Output every line below exactly.

[Coordinate annotation entries]
|---|

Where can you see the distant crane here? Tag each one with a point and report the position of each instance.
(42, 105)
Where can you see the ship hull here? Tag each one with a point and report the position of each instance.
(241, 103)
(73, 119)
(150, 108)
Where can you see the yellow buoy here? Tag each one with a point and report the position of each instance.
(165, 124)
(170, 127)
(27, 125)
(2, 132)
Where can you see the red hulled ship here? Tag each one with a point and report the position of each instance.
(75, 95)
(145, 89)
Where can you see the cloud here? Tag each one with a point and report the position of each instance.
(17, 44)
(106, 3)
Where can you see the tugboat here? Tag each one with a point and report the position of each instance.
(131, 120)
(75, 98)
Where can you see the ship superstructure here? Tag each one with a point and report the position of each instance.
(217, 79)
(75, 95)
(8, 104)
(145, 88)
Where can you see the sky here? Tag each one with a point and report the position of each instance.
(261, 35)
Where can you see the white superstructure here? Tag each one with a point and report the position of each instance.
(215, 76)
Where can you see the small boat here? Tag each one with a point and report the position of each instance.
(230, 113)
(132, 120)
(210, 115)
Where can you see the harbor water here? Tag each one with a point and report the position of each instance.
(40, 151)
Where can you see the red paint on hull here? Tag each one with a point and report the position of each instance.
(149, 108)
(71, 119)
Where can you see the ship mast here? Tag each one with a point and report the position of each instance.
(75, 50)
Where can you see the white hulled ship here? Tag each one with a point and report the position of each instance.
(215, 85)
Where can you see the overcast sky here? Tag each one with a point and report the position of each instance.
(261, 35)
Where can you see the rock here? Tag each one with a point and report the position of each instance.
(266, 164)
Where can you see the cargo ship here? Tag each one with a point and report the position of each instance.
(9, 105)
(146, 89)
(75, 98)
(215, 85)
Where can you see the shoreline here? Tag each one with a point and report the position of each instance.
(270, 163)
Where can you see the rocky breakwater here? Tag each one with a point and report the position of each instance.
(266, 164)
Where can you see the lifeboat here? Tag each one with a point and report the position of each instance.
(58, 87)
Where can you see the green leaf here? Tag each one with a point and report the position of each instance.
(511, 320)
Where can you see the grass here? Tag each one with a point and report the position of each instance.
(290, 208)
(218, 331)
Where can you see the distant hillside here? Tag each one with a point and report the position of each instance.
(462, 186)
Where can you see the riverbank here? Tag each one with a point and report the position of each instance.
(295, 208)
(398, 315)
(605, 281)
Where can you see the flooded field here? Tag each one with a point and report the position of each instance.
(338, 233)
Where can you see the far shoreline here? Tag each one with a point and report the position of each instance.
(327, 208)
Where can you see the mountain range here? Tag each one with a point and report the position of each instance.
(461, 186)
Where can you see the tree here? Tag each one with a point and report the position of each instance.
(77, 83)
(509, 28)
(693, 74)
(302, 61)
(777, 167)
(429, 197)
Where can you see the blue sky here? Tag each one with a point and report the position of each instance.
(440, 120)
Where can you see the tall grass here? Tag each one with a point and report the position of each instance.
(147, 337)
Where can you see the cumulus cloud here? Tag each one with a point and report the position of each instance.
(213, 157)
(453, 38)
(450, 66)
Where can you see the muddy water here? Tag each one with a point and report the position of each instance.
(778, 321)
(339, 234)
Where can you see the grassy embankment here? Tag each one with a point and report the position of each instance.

|---|

THE REPLY ->
Where can you see the distant crane here? Tag each one with a point and report the position of each instance.
(42, 105)
Where can you see the ship hull here? Tag each one with a point and report the position of each instance.
(241, 103)
(73, 119)
(150, 108)
Where can you see the yellow buoy here? Tag each one with a point and report the position of each instance.
(165, 124)
(170, 127)
(27, 125)
(2, 132)
Where can you see the red hulled ship here? Tag each one with a point and report the position of each instance.
(75, 95)
(145, 89)
Where can you see the cloud here? Tag each one with a point and report the position of each instance.
(17, 44)
(106, 3)
Where can you see the tugboat here? Tag each one with a point and report the position of each instance.
(131, 120)
(75, 98)
Where can you see the ship superstructure here? Tag each one with a point and report the position of each instance.
(217, 79)
(75, 95)
(8, 104)
(145, 88)
Where can you see the sky here? Tag each one with a point and report the position of each instance.
(261, 35)
Where can you see the white superstructure here? Tag each one with a point and report the position of each instance.
(215, 76)
Where can you see the small boat here? Tag each one with a point and report the position of each instance.
(230, 113)
(132, 120)
(210, 115)
Where can you see the harbor water here? Tag each one with a point and report the position of each instance.
(40, 151)
Where can you see the red paint on hull here? Tag each one with a point and report the position of each instance.
(149, 108)
(71, 119)
Where can you see the ship mast here? Tag each one with a point and report the position of each instance.
(75, 50)
Where can you see the white hulled ship here? Tag each one with a point and report the position of each instance.
(215, 85)
Where can you see the overcast sky here? Tag each one with a point and report the position of each instance.
(261, 35)
Where can you see the rock here? Tag each one with a point and report the position of each instance.
(266, 164)
Where can you see the cargo ship here? Tag each one with a point and report the position of each instance.
(9, 105)
(146, 89)
(75, 98)
(215, 85)
Where can you see the shoreline here? Tag each one with a point and report the position of each instance.
(270, 163)
Where can you see the rocky breakwater here? Tag each one with a point and report the position of each instance.
(266, 164)
Where can you see the lifeboat here? Tag each one with a point and report the position of each instance.
(58, 87)
Where can you see the green leaf here? Tag each one with a point and report the position of each instance.
(511, 320)
Where can you see the grass here? Tag each one with a point and report the position of each instance.
(290, 208)
(218, 331)
Where can you see the distant hillside here? Tag each one with a point and report the position of each instance.
(462, 186)
Where can you see the riverbank here? Tag each one with a point and report the position of each instance.
(295, 208)
(398, 315)
(605, 281)
Where can you see the flooded field here? Tag each one with a point and report the position of each instance.
(338, 233)
Where can you see the far shoreline here? Tag each one with a point and report the position of each instance.
(327, 208)
Where can you see the mountain range here? Tag each one with a point and report the position of each instance.
(461, 186)
Where can you see the tree here? Tag each one with a point and report the position of each instance.
(77, 83)
(509, 28)
(693, 74)
(302, 61)
(777, 167)
(429, 197)
Where can you see the blue sky here? Tag each one with a point and report the position of each instance.
(440, 120)
Where can you see the tall grass here? Tag each one with a point and report the position of each instance.
(147, 337)
Where can you see the cumulus cloud here? Tag each one with a point and report the position of each instance.
(213, 157)
(453, 38)
(450, 66)
Where can you see the muddy water here? Tag each one with a point and report the position of each instance.
(778, 321)
(339, 234)
Where can you see the grassy embankment here? Tag each one with a point and report the position of each instance.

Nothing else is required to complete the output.